__Excerpt to read__
Tech Insider: Baidu-Backed Driverless Truck, Douyin Limits Kids to 40 Minutes Daily
Welcome to Caixin’s Tech Insider, your twice-weekly wrap on the movers, shakers and deal-makers in China’s tech scene.
Baidu-backed DeepWay unveils driverless truck
DeepWay, a joint venture between search engine giant Baidu and smart logistics solutions provider Lionbridge, last week unveiled an electric “robot truck” that it said can achieve Level 3 self-driving capabilities on high-speed freight routes.
The heavy-duty Xingtu truck features a sensor system made up of 10 cameras, 5 millimeter-wave radars and three infrared detectors enabling the vehicle to detect objects within a radius of 1 kilometer, Baidu said. The truck is expected to achieve Level 4 self-driving capabilities between 2024 and 2026.
U.S. engineering standards group SAE International classifies autonomous driving from Level 0 to Level 5, with Level 4 deemed advanced automated driving technology that allows a car to drive itself almost independently of human intervention in some conditions. Level 3 refers to features that enable a car to drive itself only under certain circumstances and requires the driver to be ready to take control in case of an emergency.
Douyin caps screen time at 40 minutes a day for anyone under 14
Douyin, the Chinese version of international short-video sensation TikTok, said on Saturday that it has launched a “youth mode” designed for users under the age of 14, limiting their access to the platform to no more than 40 minutes a day, and only between 6 a.m. and 10 p.m.
Users browsing the app in “youth mode” will be offered tailored content such as videos related to scientific experiments, virtual museum exhibitions and historical stories, according to Douyin, which now has more than 600 million daily active users in China.
The new policy is in line with the Chinese government’s ongoing campaign to curb internet addiction among minors, including limiting the time spent by underage gamers playing online games to no more than three hours a week.
JD.com to open physical mall in Xi’an this month
Chinese e-commerce giant JD.com said last week that it will open a five-story brick-and-mortar mall on Sept. 30 in the northwestern city of Xi’an, the latest move in its push into the physical retail sector. The mall will sell 200,000 items ranging from electronics and home appliances to health care products and auto accessories, with visitors being able to try out various tech including holographic projection, virtual reality equipment and intelligent robots.
Currently, JD.com operates several different kinds of physical stores in China, including JD E-Space, JD home appliance flagship stores and JD computer and digital stores. Its archrival Alibaba is also dipping its toe into real-life operations. The Jack Ma-founded giant opened a large shopping center in Hangzhou in 2018, and took control of hypermarket chain Sun Art Retail in 2020.
Tesla challenger Li Auto lowers third-quarter outlook due to chip shortage
Chinese electric vehicle startup Li Auto on Monday lowered its third-quarter delivery outlook to about 24,500 vehicles from a previous prediction of 25,000 to 26,000 units due to the coronavirus-induced chip storage that has affected the production of its millimeter-wave radars.

__Data shown__
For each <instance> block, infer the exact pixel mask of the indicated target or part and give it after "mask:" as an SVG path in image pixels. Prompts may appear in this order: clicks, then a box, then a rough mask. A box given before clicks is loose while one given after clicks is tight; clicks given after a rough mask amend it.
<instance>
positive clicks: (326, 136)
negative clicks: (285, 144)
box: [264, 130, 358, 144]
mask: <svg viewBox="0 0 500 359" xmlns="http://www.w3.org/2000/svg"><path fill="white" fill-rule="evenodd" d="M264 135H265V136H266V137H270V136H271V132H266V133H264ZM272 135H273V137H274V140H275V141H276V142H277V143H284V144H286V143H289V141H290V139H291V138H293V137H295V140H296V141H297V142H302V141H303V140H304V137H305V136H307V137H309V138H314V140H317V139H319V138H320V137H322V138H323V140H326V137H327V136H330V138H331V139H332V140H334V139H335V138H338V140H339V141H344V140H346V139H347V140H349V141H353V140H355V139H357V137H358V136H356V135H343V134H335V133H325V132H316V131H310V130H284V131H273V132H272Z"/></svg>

__Work instructions__
**A)** Please sum up the tech news roundup in two sentences.
**B)** According to the tech news roundup, what components make up the sensor system of the Xingtu truck? Give the number of each.

__Exercise results__
**A)** Baidu-backed DeepWay unveiled an electric "robot truck" that it said can achieve Level 3 self-driving on high-speed freight routes, and Douyin launched a "youth mode" that limits users under 14 to 40 minutes a day, only between 6 a.m. and 10 p.m. JD.com said it will open a five-story brick-and-mortar mall in Xi'an on Sept. 30, and Li Auto lowered its third-quarter delivery outlook to about 24,500 vehicles because of a chip shortage.

**B)**
- 10 cameras
- 5 millimeter-wave radars
- three infrared detectors